BEGIN PAGE EXCERPT

Trachoma is a type of bacterial eye infection. The condition is a leading cause of preventable blindness worldwide, although it's rare in developed countries such as the UK.

Trachoma usually first affects young children, causing mild irritation in the eyes and a discharge of pus and/or mucus.

Repeated trachoma infections can lead to severe symptoms, including:

blurred vision

eye pain – which is often severe

intense itchiness in the eyes caused by the eyelids turning inwards and the eyelashes rubbing on the eyeball

As the condition progresses, the eyelashes will scratch the cornea (the transparent layer at the front of the eye) and scar it. This is known as trichiasis.

The scarring causes a person's vision to become increasingly cloudy and, left untreated, it may eventually lead to complete loss of vision.

What causes trachoma and how is it spread?

Trachoma is caused by a bacterium called Chlamydia trachomatis. The bacteria cause the lining on the inside of the eyelids (conjunctiva) to become inflamed, and may eventually, after repeated infections over many years, cause the eyelids to turn inwards and the eyelashes to touch the eyeball.

A single infection doesn't pose a serious threat to the eyes, but repeated infections can cause extensive inflammation of the conjunctiva and scarring of the cornea.

The bacteria are spread in the discharge that comes from the eyes, and in some cases the nose, of someone with the condition. The discharge can be spread to other people's eyes by:

an infected person touching their eyes or nose and then touching other people

sharing clothes, bed linen, towels and flannels

flies – which can transmit small droplets of the discharge to other people

Environmental risks

Trachoma bacteria thrive in environments where:

there are high levels of overcrowding – for example, where all family members sleep in the same room

there's limited access to clean water

there's limited access to washing facilities, such as showers or baths

there's a large fly population

there's limited access to healthcare services

Who's affected by trachoma?

END PAGE EXCERPT

* ACTIVITY 1
Answer these questions from the trachoma text.
(a) What bacterium causes trachoma?
(b) What is the scratching and scarring of the cornea by the eyelashes called?
(c) Who does trachoma usually affect first?
* ACTIVITY 2
Rewrite the paragraph in the trachoma text that begins "Trachoma is caused by a bacterium" as a short list, keeping its main facts.
* ACTIVITY 3
Please quote the trachoma text from "Trachoma is caused" up to and including "of the cornea.".

BEGIN SOURCE MATERIAL

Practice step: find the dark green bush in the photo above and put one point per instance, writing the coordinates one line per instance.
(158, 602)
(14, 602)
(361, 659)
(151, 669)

END SOURCE MATERIAL

* ANSWER AREA 1
(a) Chlamydia trachomatis
(b) Trichiasis
(c) Young children

* ANSWER AREA 2
- Cause: the bacterium Chlamydia trachomatis.
- Effect: it inflames the lining on the inside of the eyelids (conjunctiva).
- After repeated infections over many years: the eyelids may turn inwards and the eyelashes may touch the eyeball.

* ANSWER AREA 3
Trachoma is caused by a bacterium called Chlamydia trachomatis. The bacteria cause the lining on the inside of the eyelids (conjunctiva) to become inflamed, and may eventually, after repeated infections over many years, cause the eyelids to turn inwards and the eyelashes to touch the eyeball.

A single infection doesn't pose a serious threat to the eyes, but repeated infections can cause extensive inflammation of the conjunctiva and scarring of the cornea.